So-Called Hangover Cures: Which Actually Work, If Any?
PITTSBURGH (KDKA) — There are several new products that claim to prevent hangovers, or in some cases, ease the symptoms. But do they actually work? KDKA’s David Highfield asked an expert to evaluate some of the claims.
We’re talking about everything from patches you wear to pills to special drinks. It appears to be a growing market. Since there’s been alcohol, there have been hangovers.
For more common hangover symptoms, people try a variety of things from apple juice to Gatorade to orange juice before bed to just sleeping all day long.
“Wake up and start drinking again,” said one person.
Actually though, experts say a little hair of the dog only delays your recovery. But a new generation of hangover products promises to prevent or at least relieve the symptoms.
KDKA asked Dr. Scott Drab from the University of Pittsburgh School of Pharmacy to evaluate four of the new products.
First on the list is something called Mercy. It’s a drink you’re supposed to have while you drink alcohol, or afterwards to prevent a hangover.
Actress Gwyneth Paltrow reportedly believed so strongly in it, she invested in the company. But was our expert impressed with it?
It’s a blend of amino acids, antioxidants and vitamins, including B vitamins.
“The only reference I could find in any literature that really suggests that this may work is that B vitamins may speed up the metabolism to some degree,” said Dr. Drab.
Remember that when you drink alcohol your liver works to metabolize it, and it normally takes one to four hours per drink.
So, what’s the bottom line on Mercy? “There’s no evidence that it doesn’t work, and yet no evidence that it does work,” Dr. Drab said.
Next up is something you’re supposed to take the next morning. Blowfish bubbles up in water. And the doctor says your body will absorb it faster that way.
“This product is actually FDA approved,” said Dr. Drab.
Also, it contains aspirin and caffeine. Thumbs up from the doctor on that, too.
“I could certainly feel comfortable in recommending this product,” he said. “The only thing that concerned me about this product is the price.”
At $11.99 for 12 tablets, he thinks you can find cheaper options.
Then, there’s Bytox, which is a patch that you wear.
According to its website, it was created by a plastic surgeon. You’re supposed to be able to stop hangovers before they start by putting the patch on your skin 45 minutes before you drink.
“I didn’t find any specific data…that their active ingredients are more quickly absorbed because it’s in a patch,” said Dr. Drab.

=====

WORK REQUEST: Print everything in the hangover-cure article from "We’re talking about" down to "relieve the symptoms.". The records that follow have no connection to the article on hangover cures.

(Point-per-instance localization data)
=====

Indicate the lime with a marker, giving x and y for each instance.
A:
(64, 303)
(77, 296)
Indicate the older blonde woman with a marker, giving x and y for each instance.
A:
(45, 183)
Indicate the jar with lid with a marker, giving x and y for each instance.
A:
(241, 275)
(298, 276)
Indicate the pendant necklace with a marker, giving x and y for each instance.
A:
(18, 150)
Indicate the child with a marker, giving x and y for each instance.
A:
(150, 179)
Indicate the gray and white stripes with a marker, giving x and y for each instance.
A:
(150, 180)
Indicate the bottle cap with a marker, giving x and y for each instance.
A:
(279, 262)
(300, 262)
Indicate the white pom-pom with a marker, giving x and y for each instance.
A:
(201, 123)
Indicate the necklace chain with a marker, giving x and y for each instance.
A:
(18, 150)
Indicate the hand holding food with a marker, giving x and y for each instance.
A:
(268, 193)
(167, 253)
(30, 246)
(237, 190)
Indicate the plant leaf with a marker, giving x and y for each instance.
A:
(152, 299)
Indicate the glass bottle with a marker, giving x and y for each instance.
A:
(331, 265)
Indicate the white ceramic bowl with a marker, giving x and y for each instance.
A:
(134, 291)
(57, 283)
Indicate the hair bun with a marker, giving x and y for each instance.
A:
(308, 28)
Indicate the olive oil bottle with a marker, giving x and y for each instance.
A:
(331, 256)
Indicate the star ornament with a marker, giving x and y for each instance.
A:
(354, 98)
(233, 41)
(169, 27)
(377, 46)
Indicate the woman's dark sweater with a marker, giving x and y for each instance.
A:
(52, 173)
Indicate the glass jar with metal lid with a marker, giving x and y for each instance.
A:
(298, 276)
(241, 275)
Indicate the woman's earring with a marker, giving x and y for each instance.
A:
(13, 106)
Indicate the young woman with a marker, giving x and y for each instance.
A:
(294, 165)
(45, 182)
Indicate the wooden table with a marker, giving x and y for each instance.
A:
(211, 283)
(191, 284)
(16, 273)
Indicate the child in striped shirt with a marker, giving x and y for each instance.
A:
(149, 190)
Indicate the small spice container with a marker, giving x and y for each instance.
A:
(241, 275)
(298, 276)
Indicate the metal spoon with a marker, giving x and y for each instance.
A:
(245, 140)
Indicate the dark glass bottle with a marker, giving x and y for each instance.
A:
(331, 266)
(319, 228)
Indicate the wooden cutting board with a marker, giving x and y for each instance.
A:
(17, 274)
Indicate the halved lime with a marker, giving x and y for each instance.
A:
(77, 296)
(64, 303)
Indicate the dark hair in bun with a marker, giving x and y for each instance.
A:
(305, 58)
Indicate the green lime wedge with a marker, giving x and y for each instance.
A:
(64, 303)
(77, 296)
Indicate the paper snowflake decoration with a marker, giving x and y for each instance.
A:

=====

EXERCISE RESPONSE:
We’re talking about everything from patches you wear to pills to special drinks. It appears to be a growing market. Since there’s been alcohol, there have been hangovers.
For more common hangover symptoms, people try a variety of things from apple juice to Gatorade to orange juice before bed to just sleeping all day long.
“Wake up and start drinking again,” said one person.
Actually though, experts say a little hair of the dog only delays your recovery. But a new generation of hangover products promises to prevent or at least relieve the symptoms.